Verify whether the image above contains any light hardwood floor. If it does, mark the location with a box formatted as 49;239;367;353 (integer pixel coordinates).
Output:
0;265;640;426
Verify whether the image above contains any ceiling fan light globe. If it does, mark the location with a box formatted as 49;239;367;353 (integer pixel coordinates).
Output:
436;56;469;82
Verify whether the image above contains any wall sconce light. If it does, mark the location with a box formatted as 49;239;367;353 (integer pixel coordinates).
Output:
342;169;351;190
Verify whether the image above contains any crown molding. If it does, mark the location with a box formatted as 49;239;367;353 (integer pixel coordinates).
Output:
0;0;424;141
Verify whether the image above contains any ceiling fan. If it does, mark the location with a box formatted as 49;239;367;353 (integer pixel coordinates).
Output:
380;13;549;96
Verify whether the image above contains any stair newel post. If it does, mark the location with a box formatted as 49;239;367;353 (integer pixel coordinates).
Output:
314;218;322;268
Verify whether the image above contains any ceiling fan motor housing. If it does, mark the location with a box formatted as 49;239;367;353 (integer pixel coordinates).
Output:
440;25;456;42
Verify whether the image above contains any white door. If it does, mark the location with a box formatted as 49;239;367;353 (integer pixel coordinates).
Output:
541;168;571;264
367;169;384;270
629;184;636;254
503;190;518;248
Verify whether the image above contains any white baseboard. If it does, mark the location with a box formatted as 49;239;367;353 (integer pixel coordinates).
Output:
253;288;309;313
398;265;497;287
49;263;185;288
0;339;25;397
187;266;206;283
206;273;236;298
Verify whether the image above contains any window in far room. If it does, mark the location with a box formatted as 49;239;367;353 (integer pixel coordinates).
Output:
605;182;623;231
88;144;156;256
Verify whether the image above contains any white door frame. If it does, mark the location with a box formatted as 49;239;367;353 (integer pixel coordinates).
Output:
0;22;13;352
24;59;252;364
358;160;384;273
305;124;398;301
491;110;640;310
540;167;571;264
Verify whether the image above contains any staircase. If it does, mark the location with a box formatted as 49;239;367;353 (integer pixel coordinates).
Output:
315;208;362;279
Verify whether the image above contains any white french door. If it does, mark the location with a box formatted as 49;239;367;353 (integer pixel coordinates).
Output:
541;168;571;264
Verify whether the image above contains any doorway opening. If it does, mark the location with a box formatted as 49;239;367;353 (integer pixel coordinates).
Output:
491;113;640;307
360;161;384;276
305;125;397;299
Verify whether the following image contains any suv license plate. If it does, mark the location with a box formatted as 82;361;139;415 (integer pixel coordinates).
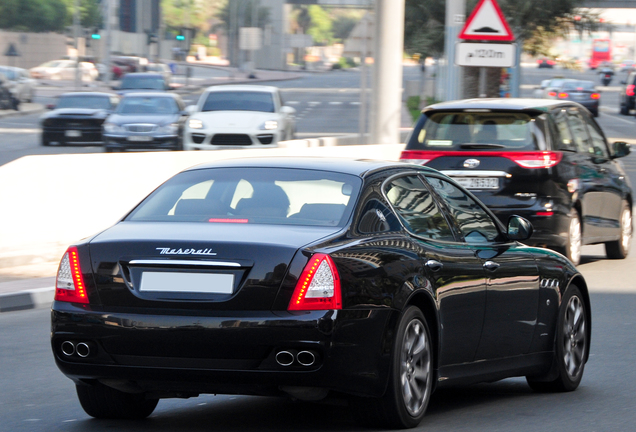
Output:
454;177;499;189
128;135;152;142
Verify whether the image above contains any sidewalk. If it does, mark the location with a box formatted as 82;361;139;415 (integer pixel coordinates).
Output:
0;103;46;118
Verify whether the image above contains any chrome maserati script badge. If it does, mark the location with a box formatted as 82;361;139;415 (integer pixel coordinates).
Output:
464;159;481;168
156;248;216;255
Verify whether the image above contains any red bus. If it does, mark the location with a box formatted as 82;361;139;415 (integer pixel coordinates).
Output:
590;39;612;69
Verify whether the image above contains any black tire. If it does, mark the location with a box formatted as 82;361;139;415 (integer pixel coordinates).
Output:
354;306;433;429
564;209;583;265
605;201;633;259
75;383;159;419
526;285;590;392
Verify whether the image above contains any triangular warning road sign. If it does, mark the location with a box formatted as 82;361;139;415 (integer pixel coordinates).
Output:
458;0;515;41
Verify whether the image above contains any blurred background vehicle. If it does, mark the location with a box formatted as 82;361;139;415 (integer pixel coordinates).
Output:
618;71;636;115
103;92;188;153
533;78;565;99
589;39;612;70
40;92;119;146
0;66;37;102
0;73;19;110
144;63;172;83
556;79;601;117
537;57;556;69
30;60;99;81
401;98;632;264
184;85;296;150
113;72;171;95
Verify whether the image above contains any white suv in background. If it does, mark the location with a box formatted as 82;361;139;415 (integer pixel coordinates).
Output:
183;85;296;150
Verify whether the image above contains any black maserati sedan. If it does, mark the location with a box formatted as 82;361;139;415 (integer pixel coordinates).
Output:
103;92;188;153
40;92;119;146
401;99;634;264
51;158;591;428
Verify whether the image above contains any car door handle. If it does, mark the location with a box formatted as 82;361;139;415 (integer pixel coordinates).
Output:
484;261;499;271
426;260;444;271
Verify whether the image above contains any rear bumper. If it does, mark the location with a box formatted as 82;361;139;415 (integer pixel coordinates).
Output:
51;302;398;396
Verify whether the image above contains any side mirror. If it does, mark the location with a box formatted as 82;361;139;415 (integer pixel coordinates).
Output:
508;215;534;241
613;141;631;158
280;105;296;115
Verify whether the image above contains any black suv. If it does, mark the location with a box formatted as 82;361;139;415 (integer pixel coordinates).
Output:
618;72;636;115
401;99;633;264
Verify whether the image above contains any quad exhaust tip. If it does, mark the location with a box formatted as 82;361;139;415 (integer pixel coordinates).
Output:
276;350;316;366
60;341;91;358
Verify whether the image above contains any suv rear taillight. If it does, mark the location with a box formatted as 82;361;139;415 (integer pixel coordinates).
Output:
504;151;563;169
287;253;342;311
55;246;88;303
400;150;563;169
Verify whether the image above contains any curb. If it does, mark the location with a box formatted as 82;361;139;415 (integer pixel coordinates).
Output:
0;287;55;313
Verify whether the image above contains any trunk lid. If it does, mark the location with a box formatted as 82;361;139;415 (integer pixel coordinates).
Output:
89;222;341;311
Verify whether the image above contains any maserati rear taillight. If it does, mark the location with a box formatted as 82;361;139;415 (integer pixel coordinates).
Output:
55;246;88;303
287;253;342;311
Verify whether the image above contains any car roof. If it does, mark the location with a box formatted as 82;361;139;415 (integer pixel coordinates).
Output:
422;98;565;112
122;90;180;99
124;72;163;79
60;92;118;98
205;84;278;93
185;157;438;177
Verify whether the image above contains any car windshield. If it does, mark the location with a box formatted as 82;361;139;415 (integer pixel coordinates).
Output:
126;168;362;226
117;96;179;115
409;111;547;151
563;81;594;90
120;75;165;90
201;91;274;112
55;95;110;110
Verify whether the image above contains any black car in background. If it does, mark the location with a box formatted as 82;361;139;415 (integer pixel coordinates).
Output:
103;92;188;152
40;92;119;146
618;71;636;115
113;72;172;95
554;79;601;117
51;158;591;428
401;99;634;264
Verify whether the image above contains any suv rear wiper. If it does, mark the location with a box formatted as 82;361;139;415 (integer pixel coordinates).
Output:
460;143;506;149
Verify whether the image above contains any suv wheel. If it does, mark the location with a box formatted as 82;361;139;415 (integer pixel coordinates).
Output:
605;201;632;259
565;210;582;265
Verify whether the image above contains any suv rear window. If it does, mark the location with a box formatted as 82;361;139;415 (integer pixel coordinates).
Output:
407;111;547;151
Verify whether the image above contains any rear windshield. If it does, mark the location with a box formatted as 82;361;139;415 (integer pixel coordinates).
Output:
126;168;362;226
407;111;547;151
117;96;179;115
55;96;111;110
120;75;166;90
202;91;274;112
562;81;594;90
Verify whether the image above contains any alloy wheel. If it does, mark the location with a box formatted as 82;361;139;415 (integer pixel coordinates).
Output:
562;296;587;378
400;319;431;416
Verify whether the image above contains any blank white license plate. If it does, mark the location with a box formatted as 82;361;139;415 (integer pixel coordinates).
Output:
128;135;152;142
139;272;234;294
455;177;499;189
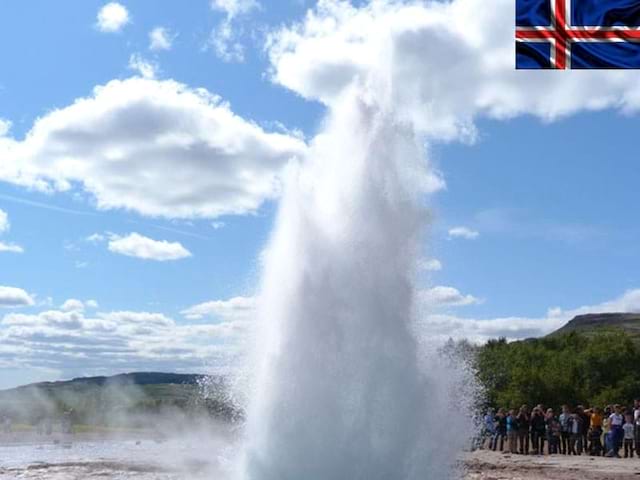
== == ==
Problem to work on | Please give all the entries again with "integer pixel coordinates" substituted by "whole-number pixel coordinates" everywhere it occurs, leaving everything else unchanged and the pictures out.

Output of the exercise |
Verify whether the image above contains any light hardwood floor. If it does, mark the location with a box formatted as 49;239;367;353 (whole-number pixel coordinates).
Output:
0;265;640;426
Verify whether the image above contains any ceiling fan light globe. If it does, mark the location with a box formatted as 49;239;367;353 (whole-number pixel coordinates).
Output:
436;56;469;82
Verify whether the image above contains any wall sconce light. If it does, mark the location with a box formatted as 49;239;367;353 (whole-number pixel coordinates).
Output:
342;169;351;190
Verify whether the image above contains any crown molding. If it does, mark the location with a box formatted as 49;239;367;353 (whole-number pixel coordinates).
Output:
0;0;424;141
Verify whether the image above contains any ceiling fan. If it does, mark the location with a box formatted as 49;239;367;353 (whole-number pixel coordinates).
Output:
380;13;549;96
Verify whether the image above contains any stair newel post. If it does, mark the location with a box formatted as 49;239;367;353 (whole-number pixel coordinates).
Output:
314;218;322;268
Verify whether the image above contains any ceiling fan motor housing. If it does, mark the location with a box formatted as 49;239;367;353 (whole-number pixel coordinates).
Output:
440;25;456;42
Verify whether the image above contains any white door. If it does, mark the location with a box formatted as 49;239;367;353 (whole-number pixel coordinates).
Output:
541;168;571;264
367;169;384;270
629;184;636;254
503;190;518;248
Verify whether the image above contains any white baseboard. If it does, mark the location with a box formatted as 49;239;367;353 (whole-number pixel coordinates).
Output:
253;288;309;313
398;265;497;287
49;263;185;288
0;339;25;397
187;266;206;283
206;273;236;298
Verify whether the image above contains any window in far room. If it does, mark the location with a box formatted as 49;239;367;353 (whole-number pixel coordinates).
Output:
605;182;623;231
88;144;156;256
Verify whether the image above contains any white door frame. If it does, mark the location with a box formatted as 49;239;367;353 (whole-number pixel coordinates).
Output:
0;22;13;352
24;59;252;364
358;160;384;273
305;124;398;301
491;110;640;310
540;167;571;264
Verify whether the image above contains any staircase. If it does, mark the location with a box formatted as 49;239;367;353 (whole-number pixel coordinates).
Output:
315;208;362;279
Verify whether the image above contains any white french door. If it does, mark the location with a box formatted as 49;239;367;353 (whole-number pixel coordinates).
Output:
541;168;571;264
Verify whether the image above contains any doorway opening. If it does, mark the location with a box formatted as 49;239;367;353 (whole-number pixel coordinates).
Output:
491;113;640;307
360;161;384;276
305;125;397;299
Verify whether the following image contains any suv license plate. If it does, mark the location with a box formatted as 82;361;139;415 (whole-number pixel coordinates).
Output:
454;177;499;189
128;135;152;142
Verify whether the image above contains any sidewalk. If it does, mark the location with a box formatted as 82;361;139;415 (whole-number pixel coordinates).
Output:
0;103;46;118
Verify whether the image above contains any chrome maserati script badge. If it does, mark the location with a box formatted as 82;361;139;415 (whole-number pixel coordinates).
Output:
464;159;481;168
156;248;216;255
Verify whether the image above contains any red bus. If it does, mark the location with a box formatted as 82;361;139;415 (whole-number pixel coordinates).
Output:
590;39;612;69
Verify whether the image above contains any black tire. If it does, mark the location with a box formatted as 82;361;139;415 (whole-number pixel coordinates).
Output:
354;306;433;429
564;209;583;265
605;201;633;259
75;383;159;419
526;285;590;392
Verify whether the image above contains any triangular warning road sign. If it does, mark the location with a box formatted as 82;361;139;415 (whole-number pixel coordinates).
Output:
458;0;515;41
Verify whether the image above contains any blurred background vehicle. If it does, mark the location with a box formatted as 82;361;139;415 (whole-number pixel coordinates).
Output:
618;71;636;115
103;92;188;153
533;78;565;99
589;39;612;70
40;92;119;146
0;66;37;102
0;73;19;110
144;63;172;83
556;79;601;117
537;57;556;69
30;60;99;81
401;98;632;264
184;85;296;150
113;72;171;95
Verify whether the image above contains any white suv in background. If it does, mark the location with a box formatted as 82;361;139;415 (whole-number pixel coordinates).
Output:
183;85;296;150
Verify whether the image above contains any black maserati sedan. If it does, mark the location with a box formatted as 82;361;139;415 (whole-number pixel coordinates).
Output:
103;92;188;153
40;92;119;146
401;99;634;264
51;158;591;428
Verify whether the image above contains any car door handle. If it does, mark the location with a box formatted as 82;361;139;415 (whole-number pixel coordinates).
Output:
484;261;499;271
426;260;444;271
Verify whether the image above contains any rear bumper. If it does, mark the location with a box formatted as 82;361;139;415 (whole-number pixel coordinates).
Output:
51;302;398;396
Verify whether the image above contains any side mirror. If it does, mark the location with a box formatted as 82;361;139;415 (whole-number pixel coordinates).
Output:
508;215;534;241
613;141;631;158
280;105;296;115
Verify whether the image above contains any black suv. If it does, mark the location with a box formatted as 82;361;139;415 (whole-number pixel coordinates).
Output:
618;72;636;115
401;99;633;264
Verify whether the image above contains any quad exhaust tip. If it does, mark the location with a box formatted as 82;361;139;415 (whole-number pixel coordinates).
Output:
276;350;316;366
60;341;91;358
Verify whether the image above contains any suv rear taillight. If it does, mark the location with a box formatted as 82;361;139;415 (whole-number pixel coordinates).
Output:
504;151;563;169
287;253;342;311
55;246;88;303
400;150;563;169
Verify whether the image above contains any curb. If it does, mark the location with a box formatted as 82;361;139;415 (whole-number pixel coordinates).
Output:
0;287;55;313
Verify whether the image above contains any trunk lid. If it does, mark the location with a box formatted as 82;361;139;415 (whole-number pixel coordinates).
Output:
89;222;341;311
Verify whether the image above contains any maserati rear taillight. If it does, mark the location with a box formatted as 82;361;139;415 (whole-number pixel coordinates).
Output:
55;246;88;303
287;253;342;311
Verify whether the image above contains any car roof. If it does, mark the location with a box formatted as 82;361;139;415 (whole-number pixel coordinates).
Output:
422;98;565;112
122;90;180;99
124;72;163;79
60;92;118;98
205;84;278;93
185;157;438;177
Verify whether the image above contains any car windshield. If it does, mark the location with a box formatted as 82;361;139;415 (whole-number pixel coordinates).
Output:
126;168;362;226
117;96;179;115
409;111;547;151
563;81;594;90
120;75;165;90
201;91;274;112
55;95;110;110
Verify whether the image above contains any black car in background. If it does, mark the location with a box formatted as 82;361;139;415 (whole-number pixel coordinates).
Output:
103;92;188;152
40;92;119;146
618;71;636;115
113;72;172;95
554;79;601;117
51;158;591;428
401;99;634;264
Verify whether the image above contains any suv rear wiper. If it does, mark the location with a box formatted as 82;361;139;415 (whole-number pixel coordinates).
Output:
460;143;506;149
Verify whether the image above contains any suv wheel. If it does, mark the location with a box formatted as 82;361;139;415 (whole-number pixel coordinates).
Output:
605;201;632;259
565;210;582;265
Verify whether the image above contains any suv rear window. If it does, mark the location with a box formatted as 82;361;139;415 (whole-number pixel coordinates).
Output:
407;111;547;151
Verify whether the image above contains any rear windshield. If it does, mark the location with a box formatted as 82;361;139;415 (whole-number pixel coordinates).
Output:
126;168;362;226
407;111;547;151
117;96;179;115
55;96;111;110
120;75;166;90
202;91;274;112
562;81;594;90
Verify whether the image above contains any alloy wheel. If it does, mark the location with a box formatted as 82;361;139;415 (whole-number pixel coordinates).
Output:
562;296;587;378
400;319;431;416
Verify whether the image above contains any blank white license plate. If it does, mark the location with a box formatted as 82;361;139;415 (whole-number pixel coordinates).
Output:
128;135;152;142
139;272;234;294
455;177;499;189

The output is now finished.